Provided passage:
------------------------------------
Refrain from taking life
This one seems obvious, but it means more than not killing other humans; it includes all sentient beings. It also covers refraining from getting others to kill on your behalf.
For me this goes much further than just killing. I personally believe it covers not eating meat, mindlessly killing insects, picking flowers and cutting trees. It means being mindful of all of Mother Nature’s inhabitants and their contributions to our ecosystem. I believe we should reflect before we chop down a tree, pick a flower or squash a bug. Remember, all actions have consequences, some may be seen and others unseen, but there will be a consequence somewhere down the line.
Everything on our planet has an intention for living, being peaceful, happy and not suffering and their lives are just as crucial as our own when it comes to maintaining our world.
This precept, for me, means not causing harm to humans, animals, plants and all other living things.
It is talking about intentional killing and not unintentional killing. It is impossible to go through life without unintentionally killing things. If you go for a pleasant walk across some fields, you will be unintentionally killing small insects. Your intention was to go for a walk, it wasn’t to kill insects, so this precept is not talking about that. Having said that, we must be careful wherever we walk and make sure we don’t mindlessly step on insects.
On a personal note, this precept is talking about not killing or harming things, and so I find it hard to accept the fact that we are breeding animals, keeping them captive and then killing them for food. Eating meat and adhering to this precept are not compatible. I understand this precept is a guideline and not a commandment, but I would ask you to please spare the animal a thought and try to work towards becoming a vegetarian or vegan.
Refrain from false speech
Words hold power and using them carelessly can cause destruction. Do not say anything until you mentally confirm it to be true, helpful and kind. Don’t gossip, exaggerate or lie. Instead, practice responsible honesty with only good intentions. Dedicate yourself to loyalty and share only useful and credible news and information.
Once we have lied to someone, we invariably have to tell another lie to cover the first one, and then another, and another, until we have created a web of lies. Before we know it, we have unwittingly become a liar and that is a label that is difficult to shake off.
------------------------------------
Direction A: Pick out each line of the records that contains the word "every".
The text and the records come from separate sources and have no connection to each other.

Information shown:
------------------------------------
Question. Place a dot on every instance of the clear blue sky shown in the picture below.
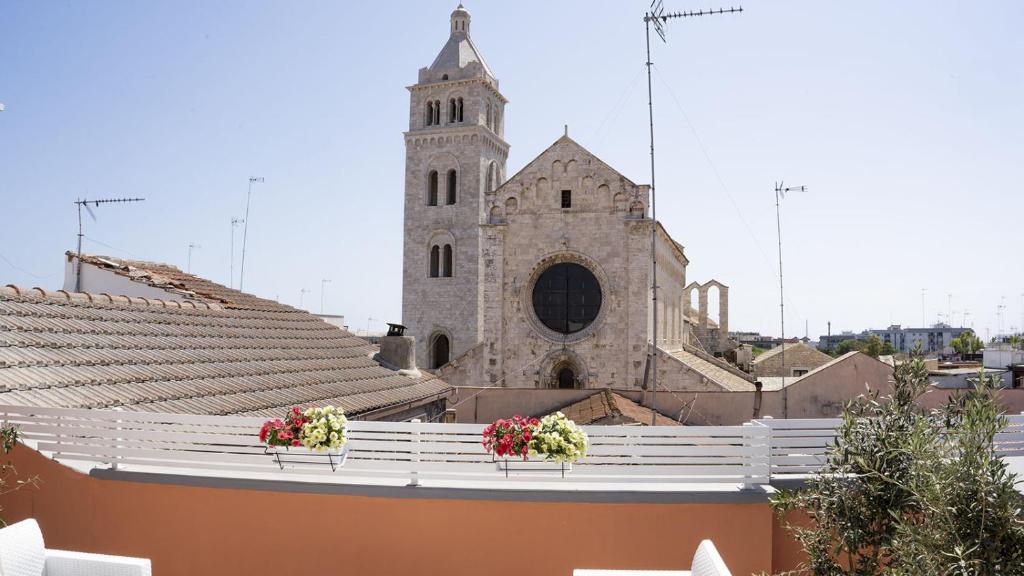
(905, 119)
------------------------------------
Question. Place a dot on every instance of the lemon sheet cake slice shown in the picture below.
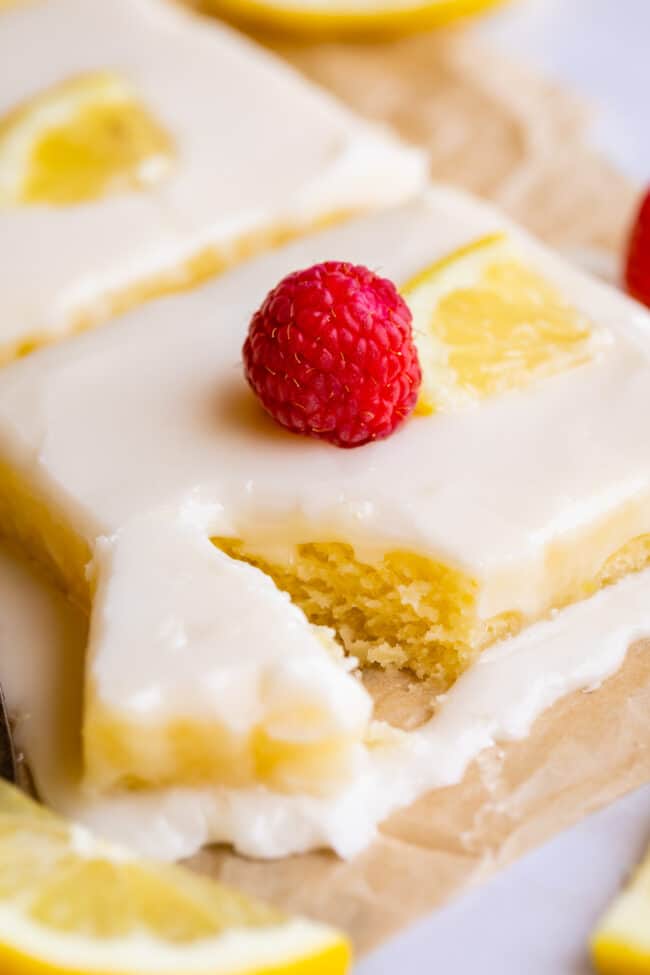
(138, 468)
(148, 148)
------------------------------------
Direction B: In one to three sentences, explain why the precepts passage says telling even one lie is a problem.

Response A:
Question. Place a dot on every instance of the clear blue sky shown in the picture below.
Question. Place a dot on every instance of the lemon sheet cake slice shown in the picture below.

Response B: Once we lie to someone, we almost always have to tell another lie to cover the first, then more, until we have built a web of lies. Before we know it, we have become a liar, a label that is hard to shake off.